■ **Rows from a pointing dataset**
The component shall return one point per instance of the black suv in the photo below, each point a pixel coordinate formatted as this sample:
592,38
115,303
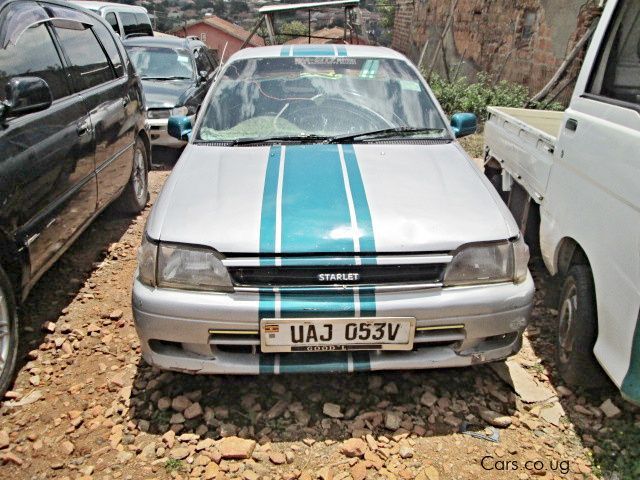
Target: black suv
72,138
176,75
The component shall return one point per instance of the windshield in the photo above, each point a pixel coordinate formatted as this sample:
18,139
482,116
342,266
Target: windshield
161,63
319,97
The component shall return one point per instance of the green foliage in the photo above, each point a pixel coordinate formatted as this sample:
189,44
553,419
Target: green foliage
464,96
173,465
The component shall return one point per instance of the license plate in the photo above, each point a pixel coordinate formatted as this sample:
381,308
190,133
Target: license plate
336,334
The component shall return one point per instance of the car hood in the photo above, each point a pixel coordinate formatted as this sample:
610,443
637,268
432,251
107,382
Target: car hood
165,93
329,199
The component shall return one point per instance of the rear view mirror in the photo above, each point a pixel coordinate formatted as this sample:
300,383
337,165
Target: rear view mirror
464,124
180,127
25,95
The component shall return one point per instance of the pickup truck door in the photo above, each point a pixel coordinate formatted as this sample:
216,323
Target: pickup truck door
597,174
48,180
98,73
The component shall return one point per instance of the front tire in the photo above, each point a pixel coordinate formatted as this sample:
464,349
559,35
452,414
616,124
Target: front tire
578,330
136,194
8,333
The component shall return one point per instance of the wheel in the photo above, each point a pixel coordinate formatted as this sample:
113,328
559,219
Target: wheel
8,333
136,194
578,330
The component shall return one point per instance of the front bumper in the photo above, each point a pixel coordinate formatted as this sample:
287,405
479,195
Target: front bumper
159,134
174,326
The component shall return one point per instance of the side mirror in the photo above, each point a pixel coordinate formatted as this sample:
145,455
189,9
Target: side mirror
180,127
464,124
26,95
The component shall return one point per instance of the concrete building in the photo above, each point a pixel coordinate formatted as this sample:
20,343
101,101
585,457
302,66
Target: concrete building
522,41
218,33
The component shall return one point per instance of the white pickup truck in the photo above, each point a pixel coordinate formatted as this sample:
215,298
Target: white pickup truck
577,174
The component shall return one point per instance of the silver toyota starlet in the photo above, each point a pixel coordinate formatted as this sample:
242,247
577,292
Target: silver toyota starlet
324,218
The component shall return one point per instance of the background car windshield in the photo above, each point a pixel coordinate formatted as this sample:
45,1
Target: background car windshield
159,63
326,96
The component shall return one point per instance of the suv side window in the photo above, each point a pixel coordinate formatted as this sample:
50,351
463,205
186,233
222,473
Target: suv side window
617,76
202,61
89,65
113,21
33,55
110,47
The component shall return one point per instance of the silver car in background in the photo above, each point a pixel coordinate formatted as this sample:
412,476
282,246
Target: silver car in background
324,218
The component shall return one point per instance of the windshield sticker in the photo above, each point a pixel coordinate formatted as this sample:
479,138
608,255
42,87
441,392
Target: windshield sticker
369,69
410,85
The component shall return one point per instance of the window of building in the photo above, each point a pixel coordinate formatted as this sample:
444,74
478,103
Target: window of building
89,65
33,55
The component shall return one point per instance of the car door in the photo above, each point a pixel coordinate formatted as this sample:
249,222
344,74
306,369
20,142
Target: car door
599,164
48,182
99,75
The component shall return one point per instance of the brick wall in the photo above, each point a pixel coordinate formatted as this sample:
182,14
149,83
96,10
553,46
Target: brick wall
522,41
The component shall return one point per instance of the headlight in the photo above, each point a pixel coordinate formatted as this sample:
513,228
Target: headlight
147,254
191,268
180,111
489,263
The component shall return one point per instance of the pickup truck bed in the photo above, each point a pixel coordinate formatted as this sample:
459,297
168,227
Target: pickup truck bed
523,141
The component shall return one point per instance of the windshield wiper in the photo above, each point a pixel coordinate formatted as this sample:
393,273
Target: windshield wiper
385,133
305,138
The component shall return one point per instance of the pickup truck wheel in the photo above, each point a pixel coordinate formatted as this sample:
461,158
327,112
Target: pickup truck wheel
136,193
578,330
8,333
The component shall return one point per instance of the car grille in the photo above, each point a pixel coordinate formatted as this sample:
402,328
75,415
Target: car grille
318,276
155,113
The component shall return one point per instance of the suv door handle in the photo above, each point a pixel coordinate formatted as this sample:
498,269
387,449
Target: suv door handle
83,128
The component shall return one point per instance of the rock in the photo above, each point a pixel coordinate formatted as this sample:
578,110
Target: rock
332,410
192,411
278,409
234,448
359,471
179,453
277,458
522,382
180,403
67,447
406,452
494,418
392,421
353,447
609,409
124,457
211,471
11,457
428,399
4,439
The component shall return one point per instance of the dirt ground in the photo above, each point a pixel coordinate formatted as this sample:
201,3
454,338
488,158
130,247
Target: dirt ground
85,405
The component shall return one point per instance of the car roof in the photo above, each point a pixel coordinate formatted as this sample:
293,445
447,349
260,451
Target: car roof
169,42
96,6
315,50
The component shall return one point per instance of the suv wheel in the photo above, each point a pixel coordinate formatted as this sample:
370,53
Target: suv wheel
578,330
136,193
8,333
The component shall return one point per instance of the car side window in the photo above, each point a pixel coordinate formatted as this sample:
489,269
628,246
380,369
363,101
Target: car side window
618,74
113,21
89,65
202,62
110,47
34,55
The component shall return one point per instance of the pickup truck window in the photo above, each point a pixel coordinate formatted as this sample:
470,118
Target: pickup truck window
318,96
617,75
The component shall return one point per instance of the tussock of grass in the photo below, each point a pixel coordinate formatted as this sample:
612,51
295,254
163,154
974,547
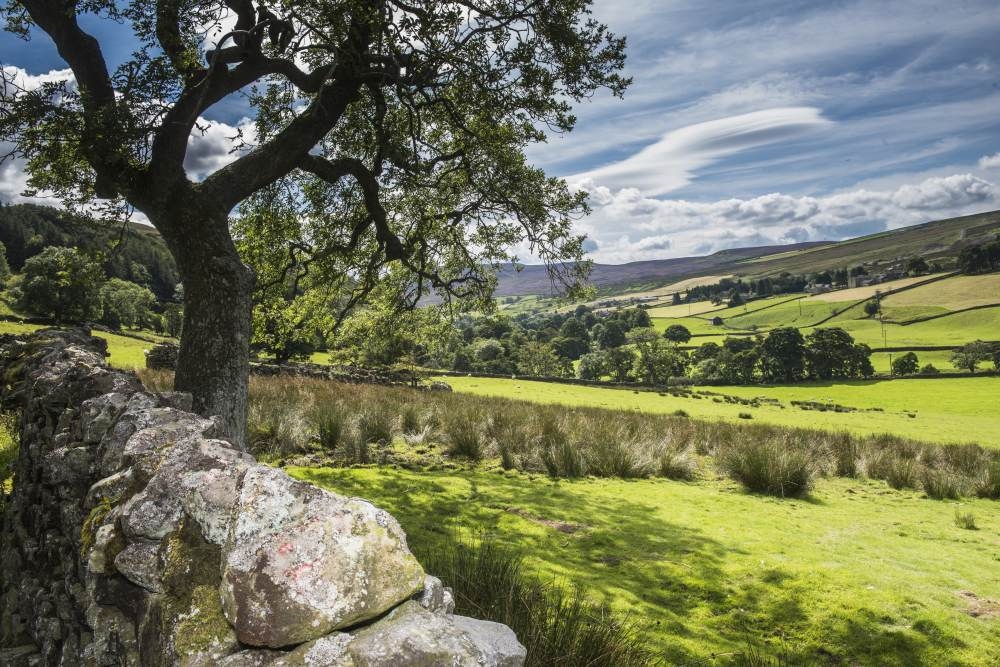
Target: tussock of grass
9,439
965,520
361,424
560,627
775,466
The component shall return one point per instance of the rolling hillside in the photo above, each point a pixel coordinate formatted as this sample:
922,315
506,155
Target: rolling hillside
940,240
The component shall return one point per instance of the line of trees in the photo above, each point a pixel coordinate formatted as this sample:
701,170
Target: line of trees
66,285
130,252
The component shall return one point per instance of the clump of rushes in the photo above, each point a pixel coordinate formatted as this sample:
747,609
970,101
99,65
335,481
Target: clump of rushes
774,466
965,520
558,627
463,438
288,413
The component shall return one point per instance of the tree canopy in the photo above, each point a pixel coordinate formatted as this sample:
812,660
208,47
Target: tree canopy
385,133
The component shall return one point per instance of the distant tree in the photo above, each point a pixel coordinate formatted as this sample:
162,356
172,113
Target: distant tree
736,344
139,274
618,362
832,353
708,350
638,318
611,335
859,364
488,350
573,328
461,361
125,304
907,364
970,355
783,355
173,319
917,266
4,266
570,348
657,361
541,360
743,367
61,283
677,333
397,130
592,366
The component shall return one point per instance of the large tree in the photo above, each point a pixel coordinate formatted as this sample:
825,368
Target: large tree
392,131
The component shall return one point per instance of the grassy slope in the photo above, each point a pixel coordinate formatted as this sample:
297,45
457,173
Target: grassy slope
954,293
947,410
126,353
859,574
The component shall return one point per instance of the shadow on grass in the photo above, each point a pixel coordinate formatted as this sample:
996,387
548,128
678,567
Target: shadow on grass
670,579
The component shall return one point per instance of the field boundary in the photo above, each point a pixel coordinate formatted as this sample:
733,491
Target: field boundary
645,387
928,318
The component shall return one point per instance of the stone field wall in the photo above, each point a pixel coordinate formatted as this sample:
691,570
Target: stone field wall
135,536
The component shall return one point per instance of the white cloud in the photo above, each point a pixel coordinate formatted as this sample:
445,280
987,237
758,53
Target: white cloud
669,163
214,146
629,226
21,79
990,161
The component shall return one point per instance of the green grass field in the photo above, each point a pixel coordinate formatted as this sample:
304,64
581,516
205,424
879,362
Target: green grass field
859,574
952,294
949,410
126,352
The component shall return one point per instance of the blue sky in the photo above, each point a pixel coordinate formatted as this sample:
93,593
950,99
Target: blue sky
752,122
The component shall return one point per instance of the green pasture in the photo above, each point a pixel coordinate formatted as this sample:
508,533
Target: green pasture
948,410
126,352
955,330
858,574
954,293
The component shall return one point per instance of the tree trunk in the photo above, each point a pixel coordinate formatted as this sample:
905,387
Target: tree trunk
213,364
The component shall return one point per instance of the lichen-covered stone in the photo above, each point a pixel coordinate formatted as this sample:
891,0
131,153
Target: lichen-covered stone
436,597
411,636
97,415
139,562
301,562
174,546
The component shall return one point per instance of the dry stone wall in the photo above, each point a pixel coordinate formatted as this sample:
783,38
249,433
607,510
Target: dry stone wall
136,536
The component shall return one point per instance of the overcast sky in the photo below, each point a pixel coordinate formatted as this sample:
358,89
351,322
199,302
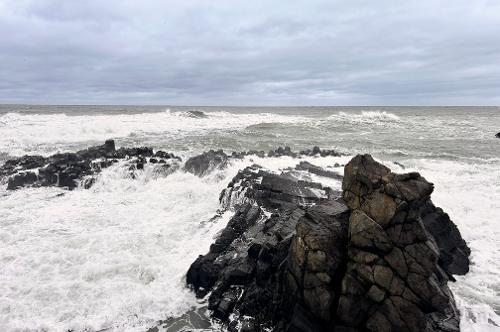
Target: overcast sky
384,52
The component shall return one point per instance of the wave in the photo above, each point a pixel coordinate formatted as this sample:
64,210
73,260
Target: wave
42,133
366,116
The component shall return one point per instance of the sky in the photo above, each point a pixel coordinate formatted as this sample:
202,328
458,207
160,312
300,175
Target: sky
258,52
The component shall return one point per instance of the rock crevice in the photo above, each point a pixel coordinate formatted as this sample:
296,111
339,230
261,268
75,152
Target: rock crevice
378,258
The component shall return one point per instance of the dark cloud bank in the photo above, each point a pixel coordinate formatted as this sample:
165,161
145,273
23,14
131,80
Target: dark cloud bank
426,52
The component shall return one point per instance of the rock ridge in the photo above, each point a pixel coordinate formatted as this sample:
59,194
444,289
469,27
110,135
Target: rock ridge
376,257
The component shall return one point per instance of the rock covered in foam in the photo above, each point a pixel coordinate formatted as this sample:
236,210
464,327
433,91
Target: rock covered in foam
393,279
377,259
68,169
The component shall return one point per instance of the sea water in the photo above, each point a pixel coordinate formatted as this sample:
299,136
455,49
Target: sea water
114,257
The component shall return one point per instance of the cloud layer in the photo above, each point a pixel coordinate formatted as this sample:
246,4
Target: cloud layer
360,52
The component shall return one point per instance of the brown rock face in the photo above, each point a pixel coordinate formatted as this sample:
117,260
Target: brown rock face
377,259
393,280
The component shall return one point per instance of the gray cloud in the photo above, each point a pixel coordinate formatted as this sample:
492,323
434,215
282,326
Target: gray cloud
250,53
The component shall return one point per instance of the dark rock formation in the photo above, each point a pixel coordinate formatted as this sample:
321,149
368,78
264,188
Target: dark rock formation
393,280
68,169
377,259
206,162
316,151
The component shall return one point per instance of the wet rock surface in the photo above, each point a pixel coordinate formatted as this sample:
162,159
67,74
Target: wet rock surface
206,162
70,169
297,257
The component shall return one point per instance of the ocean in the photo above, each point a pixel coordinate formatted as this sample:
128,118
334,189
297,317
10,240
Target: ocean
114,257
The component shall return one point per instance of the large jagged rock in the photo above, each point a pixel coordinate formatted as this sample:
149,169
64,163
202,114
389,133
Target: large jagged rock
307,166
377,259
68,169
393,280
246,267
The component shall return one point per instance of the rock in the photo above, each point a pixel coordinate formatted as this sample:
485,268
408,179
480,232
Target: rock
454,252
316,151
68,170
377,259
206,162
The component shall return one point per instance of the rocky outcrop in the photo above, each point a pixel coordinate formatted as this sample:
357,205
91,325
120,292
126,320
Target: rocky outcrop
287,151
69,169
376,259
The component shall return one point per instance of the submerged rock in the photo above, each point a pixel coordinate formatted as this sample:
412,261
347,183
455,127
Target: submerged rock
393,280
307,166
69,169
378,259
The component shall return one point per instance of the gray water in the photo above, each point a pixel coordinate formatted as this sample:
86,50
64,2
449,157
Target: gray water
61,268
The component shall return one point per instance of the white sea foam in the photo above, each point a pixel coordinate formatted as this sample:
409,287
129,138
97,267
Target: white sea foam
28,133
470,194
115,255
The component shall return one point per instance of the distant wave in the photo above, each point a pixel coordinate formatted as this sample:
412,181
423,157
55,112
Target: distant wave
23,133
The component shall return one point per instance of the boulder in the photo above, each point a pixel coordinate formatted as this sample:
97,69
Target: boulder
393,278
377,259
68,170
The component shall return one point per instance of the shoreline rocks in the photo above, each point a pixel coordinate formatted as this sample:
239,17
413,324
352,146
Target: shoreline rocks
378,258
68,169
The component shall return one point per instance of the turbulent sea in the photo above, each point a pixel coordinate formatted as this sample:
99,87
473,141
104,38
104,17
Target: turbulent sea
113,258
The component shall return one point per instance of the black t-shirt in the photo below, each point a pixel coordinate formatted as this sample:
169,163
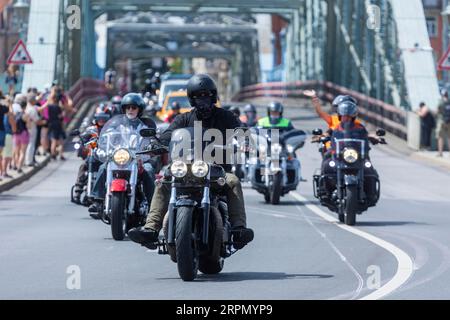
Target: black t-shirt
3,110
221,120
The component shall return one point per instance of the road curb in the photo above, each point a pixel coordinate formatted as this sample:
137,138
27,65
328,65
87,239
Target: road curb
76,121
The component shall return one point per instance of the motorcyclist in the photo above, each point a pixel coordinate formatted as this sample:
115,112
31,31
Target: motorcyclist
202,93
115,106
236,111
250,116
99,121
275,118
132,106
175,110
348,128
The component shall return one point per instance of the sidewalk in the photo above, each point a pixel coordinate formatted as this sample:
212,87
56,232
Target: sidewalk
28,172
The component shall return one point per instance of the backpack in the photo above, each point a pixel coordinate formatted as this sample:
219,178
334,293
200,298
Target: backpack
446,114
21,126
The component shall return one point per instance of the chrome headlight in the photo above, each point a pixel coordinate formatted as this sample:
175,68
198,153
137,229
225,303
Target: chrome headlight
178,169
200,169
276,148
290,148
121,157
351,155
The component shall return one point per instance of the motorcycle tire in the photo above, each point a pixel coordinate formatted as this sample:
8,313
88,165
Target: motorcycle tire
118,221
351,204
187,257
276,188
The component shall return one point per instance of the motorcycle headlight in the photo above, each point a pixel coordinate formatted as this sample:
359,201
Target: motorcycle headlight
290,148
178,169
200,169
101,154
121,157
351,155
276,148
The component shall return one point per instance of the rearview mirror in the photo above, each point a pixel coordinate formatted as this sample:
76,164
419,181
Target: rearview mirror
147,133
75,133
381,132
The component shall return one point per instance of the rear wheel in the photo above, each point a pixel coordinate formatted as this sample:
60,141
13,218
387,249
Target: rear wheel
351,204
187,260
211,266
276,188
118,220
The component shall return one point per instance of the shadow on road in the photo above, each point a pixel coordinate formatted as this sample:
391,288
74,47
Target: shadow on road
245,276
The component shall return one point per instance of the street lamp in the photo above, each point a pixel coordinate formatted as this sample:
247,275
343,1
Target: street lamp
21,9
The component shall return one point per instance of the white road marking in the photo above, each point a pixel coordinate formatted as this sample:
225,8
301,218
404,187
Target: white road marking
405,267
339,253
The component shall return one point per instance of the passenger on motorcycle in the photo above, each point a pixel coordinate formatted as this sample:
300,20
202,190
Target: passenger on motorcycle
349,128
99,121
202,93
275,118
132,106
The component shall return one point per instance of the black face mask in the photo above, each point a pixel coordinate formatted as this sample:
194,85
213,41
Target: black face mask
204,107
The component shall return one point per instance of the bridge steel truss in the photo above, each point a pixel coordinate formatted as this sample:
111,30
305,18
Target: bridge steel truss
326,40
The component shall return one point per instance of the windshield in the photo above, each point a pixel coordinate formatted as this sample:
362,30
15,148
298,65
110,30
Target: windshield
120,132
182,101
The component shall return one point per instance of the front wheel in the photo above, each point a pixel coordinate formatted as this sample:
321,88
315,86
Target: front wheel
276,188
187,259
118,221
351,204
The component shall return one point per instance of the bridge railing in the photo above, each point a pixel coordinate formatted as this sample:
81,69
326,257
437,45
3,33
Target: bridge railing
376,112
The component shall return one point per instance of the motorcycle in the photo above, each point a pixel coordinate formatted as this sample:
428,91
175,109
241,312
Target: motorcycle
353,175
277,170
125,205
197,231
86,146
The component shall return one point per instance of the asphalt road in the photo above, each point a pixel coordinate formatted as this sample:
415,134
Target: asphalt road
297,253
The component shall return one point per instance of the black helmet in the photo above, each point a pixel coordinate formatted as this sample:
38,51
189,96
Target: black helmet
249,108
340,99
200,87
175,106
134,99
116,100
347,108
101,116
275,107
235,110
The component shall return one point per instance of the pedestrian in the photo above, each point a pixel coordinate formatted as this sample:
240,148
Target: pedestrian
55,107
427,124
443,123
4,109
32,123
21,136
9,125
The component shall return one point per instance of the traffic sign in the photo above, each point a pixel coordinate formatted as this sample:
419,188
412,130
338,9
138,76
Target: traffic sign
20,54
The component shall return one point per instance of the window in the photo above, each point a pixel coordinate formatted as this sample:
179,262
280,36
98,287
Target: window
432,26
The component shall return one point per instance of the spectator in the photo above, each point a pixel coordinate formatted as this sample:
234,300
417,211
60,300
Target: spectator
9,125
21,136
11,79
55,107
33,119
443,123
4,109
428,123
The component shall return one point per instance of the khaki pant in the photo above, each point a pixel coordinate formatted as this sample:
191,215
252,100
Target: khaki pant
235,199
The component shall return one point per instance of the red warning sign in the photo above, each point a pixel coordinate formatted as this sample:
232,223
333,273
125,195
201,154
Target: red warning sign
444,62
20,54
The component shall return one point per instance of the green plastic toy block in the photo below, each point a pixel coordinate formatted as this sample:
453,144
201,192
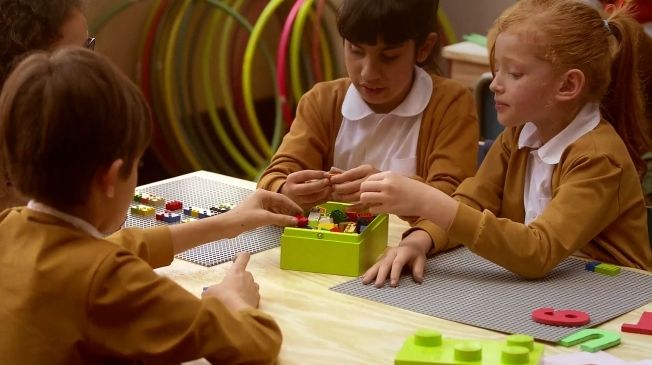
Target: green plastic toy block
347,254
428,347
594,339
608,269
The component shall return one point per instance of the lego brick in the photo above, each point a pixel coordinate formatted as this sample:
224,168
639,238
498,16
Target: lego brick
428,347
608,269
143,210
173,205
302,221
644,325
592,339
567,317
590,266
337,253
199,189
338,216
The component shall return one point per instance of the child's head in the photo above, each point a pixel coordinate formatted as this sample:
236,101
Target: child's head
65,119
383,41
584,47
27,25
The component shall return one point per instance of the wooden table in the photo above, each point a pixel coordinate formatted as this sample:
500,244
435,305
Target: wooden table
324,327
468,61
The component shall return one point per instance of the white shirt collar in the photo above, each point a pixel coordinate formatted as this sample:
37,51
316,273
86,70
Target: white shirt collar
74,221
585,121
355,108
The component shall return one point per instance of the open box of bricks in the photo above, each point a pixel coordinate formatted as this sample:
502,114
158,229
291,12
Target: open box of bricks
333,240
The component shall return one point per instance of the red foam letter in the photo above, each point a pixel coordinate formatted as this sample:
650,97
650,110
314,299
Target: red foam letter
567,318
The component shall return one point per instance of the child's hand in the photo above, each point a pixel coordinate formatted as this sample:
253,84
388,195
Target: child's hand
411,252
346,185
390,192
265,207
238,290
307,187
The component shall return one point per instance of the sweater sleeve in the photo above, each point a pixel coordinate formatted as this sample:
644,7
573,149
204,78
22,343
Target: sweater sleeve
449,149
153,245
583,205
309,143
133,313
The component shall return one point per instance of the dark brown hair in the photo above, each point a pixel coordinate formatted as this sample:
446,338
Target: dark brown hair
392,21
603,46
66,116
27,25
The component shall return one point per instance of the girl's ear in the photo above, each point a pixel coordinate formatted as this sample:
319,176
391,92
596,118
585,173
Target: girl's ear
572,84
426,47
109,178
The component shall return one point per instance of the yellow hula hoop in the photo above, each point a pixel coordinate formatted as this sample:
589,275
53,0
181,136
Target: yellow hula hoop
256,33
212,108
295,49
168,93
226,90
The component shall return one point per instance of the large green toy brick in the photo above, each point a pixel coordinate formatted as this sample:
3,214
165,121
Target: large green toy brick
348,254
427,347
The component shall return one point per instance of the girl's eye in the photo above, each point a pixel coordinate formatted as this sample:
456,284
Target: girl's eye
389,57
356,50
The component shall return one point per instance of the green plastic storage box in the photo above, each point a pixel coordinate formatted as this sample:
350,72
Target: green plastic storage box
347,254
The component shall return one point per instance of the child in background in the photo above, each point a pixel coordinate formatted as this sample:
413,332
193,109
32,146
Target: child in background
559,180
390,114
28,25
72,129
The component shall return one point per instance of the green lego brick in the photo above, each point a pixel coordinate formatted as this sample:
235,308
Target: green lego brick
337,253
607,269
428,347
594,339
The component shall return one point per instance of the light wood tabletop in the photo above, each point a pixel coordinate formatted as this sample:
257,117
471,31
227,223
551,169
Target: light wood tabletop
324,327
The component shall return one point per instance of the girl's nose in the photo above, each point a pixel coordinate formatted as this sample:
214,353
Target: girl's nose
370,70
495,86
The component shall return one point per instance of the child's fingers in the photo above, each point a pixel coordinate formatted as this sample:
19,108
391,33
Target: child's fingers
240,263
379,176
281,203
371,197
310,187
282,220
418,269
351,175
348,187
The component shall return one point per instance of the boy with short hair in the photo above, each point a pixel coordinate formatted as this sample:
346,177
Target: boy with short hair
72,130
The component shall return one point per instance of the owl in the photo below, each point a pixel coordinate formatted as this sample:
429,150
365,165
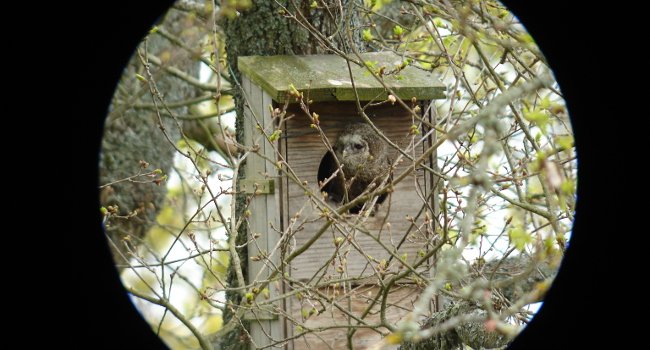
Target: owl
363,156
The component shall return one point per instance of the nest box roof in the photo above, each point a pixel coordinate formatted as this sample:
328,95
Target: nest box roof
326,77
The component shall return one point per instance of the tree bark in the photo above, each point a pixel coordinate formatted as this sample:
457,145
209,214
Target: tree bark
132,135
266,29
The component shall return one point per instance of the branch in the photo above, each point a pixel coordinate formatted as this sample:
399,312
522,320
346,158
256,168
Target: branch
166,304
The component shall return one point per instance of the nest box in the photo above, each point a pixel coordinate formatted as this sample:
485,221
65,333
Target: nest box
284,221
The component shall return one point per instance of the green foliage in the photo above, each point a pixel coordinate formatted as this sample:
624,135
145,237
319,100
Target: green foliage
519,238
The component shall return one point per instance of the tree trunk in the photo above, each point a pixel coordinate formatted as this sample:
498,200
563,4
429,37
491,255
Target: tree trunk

■ **Directions for this task**
Starting with the line that contains "The component shall return one point per instance of the light", reproduce every line down to the end of the listing above, both endpoints included. Pictures stay out.

■ **Output of the exercise**
The component shall return one point per instance of the light wood tabletop in the photo above, each point a pixel coordinate formatted as this sample:
257,117
471,31
227,223
551,169
Target: light wood tabletop
324,327
The component shall return one point per instance of the girl's nose in the photo above, each point a pixel coordinate formatted as this sample:
214,353
Target: girl's nose
370,70
495,86
The component shall return one point per instance of the child's fingers in the photo above, each point a pixel coordinate formatted as this sample:
19,108
391,33
Target: child's fingers
240,263
379,176
281,203
371,197
310,187
282,220
418,269
351,175
348,187
The component shall return one point per instance of the boy with short hair in the photo above, each point a pixel coordinate formatted as this sample:
346,177
Target: boy with short hair
72,130
The component shall return one point per instance of the owl in the photo below, each point a pixel coordinate formatted as this sample:
429,150
365,165
Target: owl
363,156
The component shall return one point per instance of the nest box roof in the photo above, each point a pixel coordinate formatted as this sample:
328,95
Target: nest box roof
326,77
The component shall return one point per instance of the tree bark in the photo above, each point a pixel coordinate formatted as this sample:
457,145
209,214
Target: tree bark
132,135
266,29
The component shall return one point per instance of the branch in the photo above, each point a pixel coordinate formatted as this sample:
399,312
522,320
346,158
256,168
Target: branch
166,304
The component shall return one point per instance of the nest box in the photo above, each point a pixel coordinate formatted as this sample:
485,221
65,333
Target: nest box
284,221
The component shall return one point per instance of the green foliage in the photo above, each point a pixel coordinate formatted as this sample:
624,135
145,237
319,100
Target: green foliage
519,238
The component shall return one point per instance of the tree trunk in the photo above, each point a pixel coordinate formatted as this sample:
498,200
563,4
429,37
491,255
Target: tree trunk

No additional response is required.